Reproduce every one of the following entries line for line, with no changes.

─── Material supplied

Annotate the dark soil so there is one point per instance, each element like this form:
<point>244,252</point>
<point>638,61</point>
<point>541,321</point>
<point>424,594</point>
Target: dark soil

──────

== Correct response ==
Annotate the dark soil so there is one point per instance, each element like this form:
<point>244,252</point>
<point>638,61</point>
<point>541,321</point>
<point>424,594</point>
Target: dark soil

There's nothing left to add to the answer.